PROMPT ▸ Report how many lines in the data include "order", with the number as the only reply.

(Saved entries)
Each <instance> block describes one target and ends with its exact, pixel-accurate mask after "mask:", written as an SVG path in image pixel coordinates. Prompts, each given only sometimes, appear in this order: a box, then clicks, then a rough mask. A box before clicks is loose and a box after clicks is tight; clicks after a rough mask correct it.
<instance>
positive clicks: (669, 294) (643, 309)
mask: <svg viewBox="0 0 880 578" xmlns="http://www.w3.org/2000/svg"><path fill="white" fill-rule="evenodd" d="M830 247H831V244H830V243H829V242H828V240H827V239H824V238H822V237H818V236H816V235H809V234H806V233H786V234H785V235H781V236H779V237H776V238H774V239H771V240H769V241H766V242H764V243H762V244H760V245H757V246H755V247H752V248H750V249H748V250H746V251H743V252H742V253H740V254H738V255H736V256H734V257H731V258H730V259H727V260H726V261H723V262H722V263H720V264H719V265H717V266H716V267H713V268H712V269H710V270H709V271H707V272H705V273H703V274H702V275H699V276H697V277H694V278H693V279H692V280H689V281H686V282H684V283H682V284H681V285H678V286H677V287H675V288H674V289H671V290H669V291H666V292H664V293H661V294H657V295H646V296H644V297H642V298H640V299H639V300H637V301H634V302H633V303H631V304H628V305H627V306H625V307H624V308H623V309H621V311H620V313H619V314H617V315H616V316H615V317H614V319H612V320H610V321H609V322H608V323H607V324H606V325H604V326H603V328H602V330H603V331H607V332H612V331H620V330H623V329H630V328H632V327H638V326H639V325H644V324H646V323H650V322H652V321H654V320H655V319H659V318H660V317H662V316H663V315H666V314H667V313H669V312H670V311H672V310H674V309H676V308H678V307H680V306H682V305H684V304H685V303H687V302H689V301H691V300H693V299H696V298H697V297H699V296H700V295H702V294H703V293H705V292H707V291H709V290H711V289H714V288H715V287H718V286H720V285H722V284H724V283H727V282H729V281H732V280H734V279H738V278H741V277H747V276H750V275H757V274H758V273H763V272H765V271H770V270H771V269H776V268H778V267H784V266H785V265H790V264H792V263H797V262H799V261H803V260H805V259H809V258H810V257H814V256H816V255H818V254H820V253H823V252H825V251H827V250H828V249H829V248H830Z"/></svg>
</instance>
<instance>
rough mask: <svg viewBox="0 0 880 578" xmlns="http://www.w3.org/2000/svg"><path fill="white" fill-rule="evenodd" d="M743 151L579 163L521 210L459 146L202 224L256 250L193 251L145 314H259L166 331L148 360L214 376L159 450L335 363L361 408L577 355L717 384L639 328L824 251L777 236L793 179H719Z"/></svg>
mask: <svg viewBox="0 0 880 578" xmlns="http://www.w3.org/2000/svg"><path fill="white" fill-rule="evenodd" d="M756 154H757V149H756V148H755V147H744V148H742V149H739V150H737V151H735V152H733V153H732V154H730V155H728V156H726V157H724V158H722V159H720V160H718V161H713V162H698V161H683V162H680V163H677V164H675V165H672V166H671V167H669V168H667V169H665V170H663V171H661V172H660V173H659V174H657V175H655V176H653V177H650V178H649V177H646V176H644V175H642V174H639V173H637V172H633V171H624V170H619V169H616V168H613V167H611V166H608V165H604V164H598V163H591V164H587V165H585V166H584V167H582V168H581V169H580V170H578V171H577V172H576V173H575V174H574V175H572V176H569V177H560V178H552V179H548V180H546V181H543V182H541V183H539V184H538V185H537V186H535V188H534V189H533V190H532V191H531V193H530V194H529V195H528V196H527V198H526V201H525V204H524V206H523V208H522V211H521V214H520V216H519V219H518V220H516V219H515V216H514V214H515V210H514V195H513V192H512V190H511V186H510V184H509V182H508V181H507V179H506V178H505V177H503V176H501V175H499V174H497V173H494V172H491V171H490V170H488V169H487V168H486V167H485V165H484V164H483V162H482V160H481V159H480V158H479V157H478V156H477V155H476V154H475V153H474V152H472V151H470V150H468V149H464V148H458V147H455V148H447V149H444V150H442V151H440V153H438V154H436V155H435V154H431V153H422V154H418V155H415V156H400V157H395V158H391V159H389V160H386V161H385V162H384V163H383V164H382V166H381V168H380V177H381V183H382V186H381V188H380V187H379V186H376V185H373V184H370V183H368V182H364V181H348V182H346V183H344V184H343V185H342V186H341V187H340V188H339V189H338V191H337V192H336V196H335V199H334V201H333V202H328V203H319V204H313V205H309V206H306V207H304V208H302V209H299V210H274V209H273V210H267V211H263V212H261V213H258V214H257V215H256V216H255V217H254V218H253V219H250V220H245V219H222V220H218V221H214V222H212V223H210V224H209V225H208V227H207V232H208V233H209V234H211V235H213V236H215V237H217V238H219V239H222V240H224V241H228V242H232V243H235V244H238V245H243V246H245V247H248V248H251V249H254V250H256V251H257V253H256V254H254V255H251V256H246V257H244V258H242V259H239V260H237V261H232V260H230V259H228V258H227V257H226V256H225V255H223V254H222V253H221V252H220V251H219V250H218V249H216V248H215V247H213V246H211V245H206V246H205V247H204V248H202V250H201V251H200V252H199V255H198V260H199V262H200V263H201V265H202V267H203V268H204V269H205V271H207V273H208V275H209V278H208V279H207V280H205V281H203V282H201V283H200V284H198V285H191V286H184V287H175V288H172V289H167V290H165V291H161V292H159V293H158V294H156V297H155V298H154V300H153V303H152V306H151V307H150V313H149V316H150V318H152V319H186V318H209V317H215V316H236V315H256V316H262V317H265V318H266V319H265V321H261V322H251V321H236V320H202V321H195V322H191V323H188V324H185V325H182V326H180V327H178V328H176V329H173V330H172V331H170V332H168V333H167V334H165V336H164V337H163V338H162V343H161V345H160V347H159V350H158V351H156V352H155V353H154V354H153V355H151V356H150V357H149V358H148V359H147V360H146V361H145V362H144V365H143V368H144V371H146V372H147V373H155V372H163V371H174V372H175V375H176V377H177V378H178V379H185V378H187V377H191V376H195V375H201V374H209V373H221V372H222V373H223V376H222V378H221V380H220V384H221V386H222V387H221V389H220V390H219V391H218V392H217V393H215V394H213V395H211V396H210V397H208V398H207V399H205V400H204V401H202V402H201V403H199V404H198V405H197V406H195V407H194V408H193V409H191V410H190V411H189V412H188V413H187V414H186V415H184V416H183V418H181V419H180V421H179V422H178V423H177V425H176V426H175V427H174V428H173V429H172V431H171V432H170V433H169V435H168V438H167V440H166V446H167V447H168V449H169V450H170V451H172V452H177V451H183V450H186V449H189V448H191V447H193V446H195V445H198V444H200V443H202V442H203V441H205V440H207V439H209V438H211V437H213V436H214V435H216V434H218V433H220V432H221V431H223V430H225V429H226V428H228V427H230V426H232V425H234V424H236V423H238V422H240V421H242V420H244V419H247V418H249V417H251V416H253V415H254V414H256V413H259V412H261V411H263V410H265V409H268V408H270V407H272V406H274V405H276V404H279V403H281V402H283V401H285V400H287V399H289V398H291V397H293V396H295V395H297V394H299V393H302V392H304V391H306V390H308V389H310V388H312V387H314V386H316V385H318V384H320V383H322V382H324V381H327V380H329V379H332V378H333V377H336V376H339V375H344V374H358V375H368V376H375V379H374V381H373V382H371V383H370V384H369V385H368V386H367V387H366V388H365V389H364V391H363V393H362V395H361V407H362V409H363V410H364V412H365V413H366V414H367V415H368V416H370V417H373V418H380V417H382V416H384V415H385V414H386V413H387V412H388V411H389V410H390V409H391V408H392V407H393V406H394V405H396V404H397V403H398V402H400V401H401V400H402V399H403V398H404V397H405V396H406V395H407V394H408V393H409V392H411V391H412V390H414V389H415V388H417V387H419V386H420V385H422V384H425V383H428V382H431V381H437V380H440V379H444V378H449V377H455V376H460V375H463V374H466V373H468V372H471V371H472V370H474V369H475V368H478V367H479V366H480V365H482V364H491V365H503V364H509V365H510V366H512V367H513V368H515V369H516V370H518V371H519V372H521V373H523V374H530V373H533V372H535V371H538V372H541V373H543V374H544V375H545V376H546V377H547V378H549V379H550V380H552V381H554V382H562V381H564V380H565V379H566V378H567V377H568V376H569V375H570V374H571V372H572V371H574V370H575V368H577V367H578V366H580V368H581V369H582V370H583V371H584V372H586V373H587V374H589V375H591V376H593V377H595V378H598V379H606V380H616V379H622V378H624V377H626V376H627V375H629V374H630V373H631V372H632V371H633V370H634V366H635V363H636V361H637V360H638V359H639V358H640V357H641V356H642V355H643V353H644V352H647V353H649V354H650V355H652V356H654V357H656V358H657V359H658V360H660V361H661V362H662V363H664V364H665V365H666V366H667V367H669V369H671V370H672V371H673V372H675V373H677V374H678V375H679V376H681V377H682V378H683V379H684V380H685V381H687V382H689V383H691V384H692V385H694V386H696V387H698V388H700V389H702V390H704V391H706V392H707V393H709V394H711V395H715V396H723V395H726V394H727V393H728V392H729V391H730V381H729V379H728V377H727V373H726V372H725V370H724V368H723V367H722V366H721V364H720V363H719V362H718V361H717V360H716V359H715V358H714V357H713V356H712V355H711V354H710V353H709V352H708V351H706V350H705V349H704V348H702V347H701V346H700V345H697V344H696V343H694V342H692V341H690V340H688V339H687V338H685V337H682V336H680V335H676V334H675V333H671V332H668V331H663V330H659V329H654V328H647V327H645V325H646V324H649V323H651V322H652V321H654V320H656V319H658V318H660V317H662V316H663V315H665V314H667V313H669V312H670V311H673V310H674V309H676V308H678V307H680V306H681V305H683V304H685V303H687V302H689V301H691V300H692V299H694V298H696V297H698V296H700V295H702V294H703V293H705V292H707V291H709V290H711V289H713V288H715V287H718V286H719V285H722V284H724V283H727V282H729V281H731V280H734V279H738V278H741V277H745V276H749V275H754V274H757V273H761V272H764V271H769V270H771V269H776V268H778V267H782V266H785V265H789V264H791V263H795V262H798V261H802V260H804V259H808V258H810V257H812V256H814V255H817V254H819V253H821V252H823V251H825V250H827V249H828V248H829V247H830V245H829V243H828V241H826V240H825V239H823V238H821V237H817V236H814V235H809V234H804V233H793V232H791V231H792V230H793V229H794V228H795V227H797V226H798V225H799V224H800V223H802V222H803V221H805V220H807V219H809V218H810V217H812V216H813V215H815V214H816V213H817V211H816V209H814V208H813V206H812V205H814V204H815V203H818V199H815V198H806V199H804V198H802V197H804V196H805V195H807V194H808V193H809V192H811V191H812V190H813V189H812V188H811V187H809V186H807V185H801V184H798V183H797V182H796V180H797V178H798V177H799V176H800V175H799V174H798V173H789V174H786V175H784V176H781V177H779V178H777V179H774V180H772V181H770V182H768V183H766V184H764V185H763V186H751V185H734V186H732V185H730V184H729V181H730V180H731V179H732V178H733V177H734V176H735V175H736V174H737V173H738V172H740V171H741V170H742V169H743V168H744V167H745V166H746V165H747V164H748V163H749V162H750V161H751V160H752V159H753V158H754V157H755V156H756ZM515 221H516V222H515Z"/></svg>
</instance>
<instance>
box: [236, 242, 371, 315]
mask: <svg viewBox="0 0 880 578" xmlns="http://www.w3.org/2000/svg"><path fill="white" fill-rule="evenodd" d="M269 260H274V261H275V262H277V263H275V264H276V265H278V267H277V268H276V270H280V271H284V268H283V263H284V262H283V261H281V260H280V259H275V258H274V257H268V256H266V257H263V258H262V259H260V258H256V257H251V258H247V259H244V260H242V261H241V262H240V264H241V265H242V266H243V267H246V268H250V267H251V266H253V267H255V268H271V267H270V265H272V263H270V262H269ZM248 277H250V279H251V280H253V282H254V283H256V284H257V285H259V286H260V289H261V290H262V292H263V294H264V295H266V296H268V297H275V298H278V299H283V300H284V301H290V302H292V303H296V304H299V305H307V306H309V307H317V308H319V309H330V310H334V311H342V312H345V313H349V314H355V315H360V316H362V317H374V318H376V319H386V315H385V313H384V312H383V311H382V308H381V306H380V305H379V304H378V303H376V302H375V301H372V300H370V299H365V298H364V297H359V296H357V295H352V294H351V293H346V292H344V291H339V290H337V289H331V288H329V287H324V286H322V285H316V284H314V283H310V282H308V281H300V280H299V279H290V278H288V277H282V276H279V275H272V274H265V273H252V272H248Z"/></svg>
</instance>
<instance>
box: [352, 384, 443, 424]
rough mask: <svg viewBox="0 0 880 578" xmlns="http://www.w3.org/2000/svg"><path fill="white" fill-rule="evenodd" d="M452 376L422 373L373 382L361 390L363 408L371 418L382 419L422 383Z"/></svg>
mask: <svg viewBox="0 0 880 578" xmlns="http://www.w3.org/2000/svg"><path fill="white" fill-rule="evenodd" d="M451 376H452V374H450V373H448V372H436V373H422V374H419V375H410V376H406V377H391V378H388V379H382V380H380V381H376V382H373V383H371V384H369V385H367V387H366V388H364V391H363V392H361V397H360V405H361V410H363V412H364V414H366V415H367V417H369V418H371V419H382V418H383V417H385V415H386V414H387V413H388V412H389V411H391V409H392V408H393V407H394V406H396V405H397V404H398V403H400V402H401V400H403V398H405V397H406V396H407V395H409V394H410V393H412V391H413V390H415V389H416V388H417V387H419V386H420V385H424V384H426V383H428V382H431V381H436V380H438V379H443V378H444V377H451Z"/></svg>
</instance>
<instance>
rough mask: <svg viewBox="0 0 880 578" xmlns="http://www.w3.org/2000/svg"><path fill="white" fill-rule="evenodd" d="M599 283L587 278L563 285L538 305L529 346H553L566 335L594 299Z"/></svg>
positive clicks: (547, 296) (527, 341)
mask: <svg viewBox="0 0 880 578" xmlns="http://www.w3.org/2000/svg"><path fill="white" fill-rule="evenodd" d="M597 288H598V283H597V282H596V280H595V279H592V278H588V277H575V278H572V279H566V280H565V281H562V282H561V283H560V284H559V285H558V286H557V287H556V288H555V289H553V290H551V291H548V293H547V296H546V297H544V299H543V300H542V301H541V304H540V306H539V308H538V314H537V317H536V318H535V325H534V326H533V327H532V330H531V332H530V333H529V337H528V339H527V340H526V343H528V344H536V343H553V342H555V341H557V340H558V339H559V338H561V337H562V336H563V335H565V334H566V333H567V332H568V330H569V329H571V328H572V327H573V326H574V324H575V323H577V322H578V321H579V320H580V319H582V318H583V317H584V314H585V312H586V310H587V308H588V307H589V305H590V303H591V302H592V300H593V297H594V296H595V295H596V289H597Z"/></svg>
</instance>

...

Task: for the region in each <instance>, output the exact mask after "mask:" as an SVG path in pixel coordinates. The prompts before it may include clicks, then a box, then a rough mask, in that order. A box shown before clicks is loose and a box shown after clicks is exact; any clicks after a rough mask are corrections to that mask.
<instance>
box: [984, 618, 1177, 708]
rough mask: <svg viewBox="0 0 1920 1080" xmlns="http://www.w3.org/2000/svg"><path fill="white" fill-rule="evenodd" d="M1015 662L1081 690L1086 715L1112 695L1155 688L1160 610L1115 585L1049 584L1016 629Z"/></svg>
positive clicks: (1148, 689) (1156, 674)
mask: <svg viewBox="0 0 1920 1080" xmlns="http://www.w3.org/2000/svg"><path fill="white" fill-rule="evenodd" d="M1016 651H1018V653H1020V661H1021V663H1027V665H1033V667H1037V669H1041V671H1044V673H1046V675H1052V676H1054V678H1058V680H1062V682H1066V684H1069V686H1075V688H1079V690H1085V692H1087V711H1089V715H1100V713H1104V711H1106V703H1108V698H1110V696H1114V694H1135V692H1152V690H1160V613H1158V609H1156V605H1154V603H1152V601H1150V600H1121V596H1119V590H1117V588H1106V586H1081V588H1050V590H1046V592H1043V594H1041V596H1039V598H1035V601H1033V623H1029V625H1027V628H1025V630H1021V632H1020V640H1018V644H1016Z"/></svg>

SOLUTION TO THIS EXERCISE ▸ 2